→ Given entries
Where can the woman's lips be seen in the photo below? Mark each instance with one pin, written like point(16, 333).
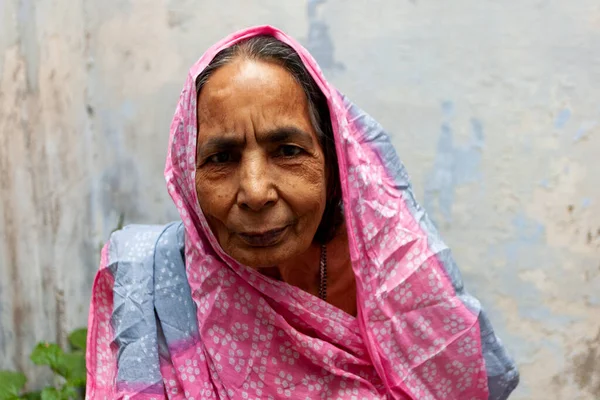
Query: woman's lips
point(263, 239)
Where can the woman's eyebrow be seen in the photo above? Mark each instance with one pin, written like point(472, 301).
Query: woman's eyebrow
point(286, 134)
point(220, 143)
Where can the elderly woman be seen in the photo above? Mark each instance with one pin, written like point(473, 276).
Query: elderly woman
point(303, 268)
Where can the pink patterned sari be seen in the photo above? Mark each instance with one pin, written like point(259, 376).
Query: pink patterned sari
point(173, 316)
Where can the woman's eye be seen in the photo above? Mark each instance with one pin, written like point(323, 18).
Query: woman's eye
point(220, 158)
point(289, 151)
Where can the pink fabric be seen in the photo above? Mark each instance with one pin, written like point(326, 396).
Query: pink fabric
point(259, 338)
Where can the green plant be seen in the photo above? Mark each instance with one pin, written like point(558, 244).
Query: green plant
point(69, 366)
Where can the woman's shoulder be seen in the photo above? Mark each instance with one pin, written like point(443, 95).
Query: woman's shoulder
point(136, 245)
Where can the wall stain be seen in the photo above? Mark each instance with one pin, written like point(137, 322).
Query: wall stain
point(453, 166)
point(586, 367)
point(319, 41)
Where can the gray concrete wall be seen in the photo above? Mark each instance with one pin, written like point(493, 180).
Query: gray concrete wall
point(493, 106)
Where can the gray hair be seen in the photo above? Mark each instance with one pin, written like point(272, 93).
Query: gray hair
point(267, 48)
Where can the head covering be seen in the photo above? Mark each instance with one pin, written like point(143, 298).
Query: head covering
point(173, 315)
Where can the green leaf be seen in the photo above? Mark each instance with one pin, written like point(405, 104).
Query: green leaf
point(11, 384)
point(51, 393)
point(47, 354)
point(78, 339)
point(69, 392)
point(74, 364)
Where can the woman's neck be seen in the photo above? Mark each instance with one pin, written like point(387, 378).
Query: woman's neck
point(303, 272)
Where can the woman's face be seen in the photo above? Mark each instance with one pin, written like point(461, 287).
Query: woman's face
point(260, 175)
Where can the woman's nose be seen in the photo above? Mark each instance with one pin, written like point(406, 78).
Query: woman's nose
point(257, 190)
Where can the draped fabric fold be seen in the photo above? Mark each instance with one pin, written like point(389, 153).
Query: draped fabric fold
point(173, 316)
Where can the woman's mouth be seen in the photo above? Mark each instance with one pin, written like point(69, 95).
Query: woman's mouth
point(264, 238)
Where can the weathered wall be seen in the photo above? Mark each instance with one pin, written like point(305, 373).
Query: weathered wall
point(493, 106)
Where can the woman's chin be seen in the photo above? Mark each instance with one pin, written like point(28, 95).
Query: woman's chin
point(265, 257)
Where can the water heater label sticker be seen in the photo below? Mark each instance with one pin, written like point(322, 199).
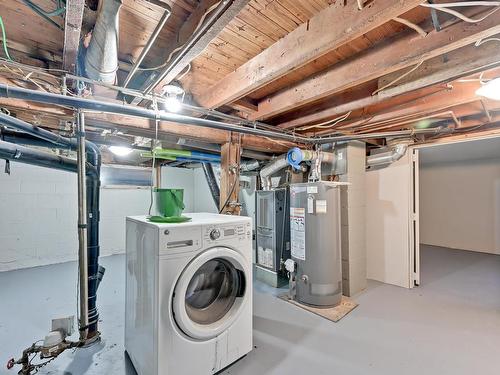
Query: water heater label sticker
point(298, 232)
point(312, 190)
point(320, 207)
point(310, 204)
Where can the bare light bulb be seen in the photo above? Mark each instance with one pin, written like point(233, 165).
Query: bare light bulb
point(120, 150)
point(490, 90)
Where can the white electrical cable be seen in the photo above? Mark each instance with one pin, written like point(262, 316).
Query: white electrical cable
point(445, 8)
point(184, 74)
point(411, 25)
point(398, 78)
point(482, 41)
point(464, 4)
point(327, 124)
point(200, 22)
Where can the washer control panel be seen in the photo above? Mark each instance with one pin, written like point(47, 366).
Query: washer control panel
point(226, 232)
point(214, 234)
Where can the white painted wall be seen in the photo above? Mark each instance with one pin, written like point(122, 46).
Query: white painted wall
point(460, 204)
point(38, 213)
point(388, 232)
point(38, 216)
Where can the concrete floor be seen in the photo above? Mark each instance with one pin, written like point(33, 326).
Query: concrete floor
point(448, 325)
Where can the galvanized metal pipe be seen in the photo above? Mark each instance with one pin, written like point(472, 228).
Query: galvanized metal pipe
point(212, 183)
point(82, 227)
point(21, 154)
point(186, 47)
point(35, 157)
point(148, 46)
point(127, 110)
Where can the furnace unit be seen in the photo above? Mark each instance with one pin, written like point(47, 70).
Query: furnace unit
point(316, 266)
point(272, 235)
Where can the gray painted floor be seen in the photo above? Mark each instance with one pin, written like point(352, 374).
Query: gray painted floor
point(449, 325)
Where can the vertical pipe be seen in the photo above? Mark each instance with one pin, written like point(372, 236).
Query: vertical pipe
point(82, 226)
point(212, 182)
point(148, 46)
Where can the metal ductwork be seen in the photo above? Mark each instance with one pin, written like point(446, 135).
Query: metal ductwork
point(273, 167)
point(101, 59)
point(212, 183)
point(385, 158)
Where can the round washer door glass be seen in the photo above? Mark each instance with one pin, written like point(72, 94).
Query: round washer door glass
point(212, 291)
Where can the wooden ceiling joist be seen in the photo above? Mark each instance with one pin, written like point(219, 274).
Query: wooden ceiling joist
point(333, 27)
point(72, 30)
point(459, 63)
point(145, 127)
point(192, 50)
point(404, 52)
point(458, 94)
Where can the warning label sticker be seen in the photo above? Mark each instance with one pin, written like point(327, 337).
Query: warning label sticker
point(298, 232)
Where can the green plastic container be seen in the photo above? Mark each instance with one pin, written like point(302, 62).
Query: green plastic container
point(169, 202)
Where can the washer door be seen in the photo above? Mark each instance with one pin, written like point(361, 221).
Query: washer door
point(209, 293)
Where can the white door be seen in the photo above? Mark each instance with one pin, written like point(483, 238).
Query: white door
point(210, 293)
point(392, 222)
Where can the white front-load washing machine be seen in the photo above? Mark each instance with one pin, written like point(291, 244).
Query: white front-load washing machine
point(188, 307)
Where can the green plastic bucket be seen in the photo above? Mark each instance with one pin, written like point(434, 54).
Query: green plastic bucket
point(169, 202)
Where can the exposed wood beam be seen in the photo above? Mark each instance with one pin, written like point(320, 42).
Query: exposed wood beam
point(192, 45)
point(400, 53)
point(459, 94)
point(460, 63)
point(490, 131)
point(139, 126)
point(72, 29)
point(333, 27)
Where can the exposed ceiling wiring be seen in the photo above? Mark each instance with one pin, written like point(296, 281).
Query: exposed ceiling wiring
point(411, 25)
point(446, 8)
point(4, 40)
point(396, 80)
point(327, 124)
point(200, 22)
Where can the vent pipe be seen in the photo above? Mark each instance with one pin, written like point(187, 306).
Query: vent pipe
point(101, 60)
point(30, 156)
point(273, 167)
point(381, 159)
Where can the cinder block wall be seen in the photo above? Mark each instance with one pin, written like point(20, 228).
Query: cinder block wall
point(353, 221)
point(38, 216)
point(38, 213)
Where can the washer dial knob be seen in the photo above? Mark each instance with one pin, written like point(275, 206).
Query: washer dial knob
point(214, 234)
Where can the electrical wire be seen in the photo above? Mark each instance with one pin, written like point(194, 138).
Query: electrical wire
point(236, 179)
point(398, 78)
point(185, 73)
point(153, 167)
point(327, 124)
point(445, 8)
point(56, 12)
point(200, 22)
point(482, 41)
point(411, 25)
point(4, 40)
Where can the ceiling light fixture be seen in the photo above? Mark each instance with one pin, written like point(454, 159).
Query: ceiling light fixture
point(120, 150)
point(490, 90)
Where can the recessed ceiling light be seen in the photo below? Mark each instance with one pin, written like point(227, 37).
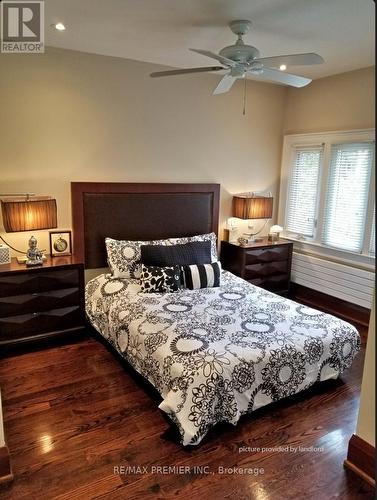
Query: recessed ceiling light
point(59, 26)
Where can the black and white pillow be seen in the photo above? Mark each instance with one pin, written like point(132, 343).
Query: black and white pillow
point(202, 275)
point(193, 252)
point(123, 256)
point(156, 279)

→ Set task
Output the listing as a Markdown table with columns "Row" and "Line", from the start of the listing through the line containing "point(220, 143)", with both ends included. Number each row, omit blank lines, and leave out the pictures.

→ Output
| Row | Line |
|---|---|
| 1 | Where can the woman's lips be seen in the photo below? Mark each instance with one pin, written like point(16, 333). |
| 2 | Query: woman's lips |
| 3 | point(263, 239) |
| 4 | Where can the woman's eyebrow be seen in the photo above? Mark each instance with one pin, written like point(472, 301). |
| 5 | Query: woman's eyebrow |
| 6 | point(286, 134) |
| 7 | point(220, 143) |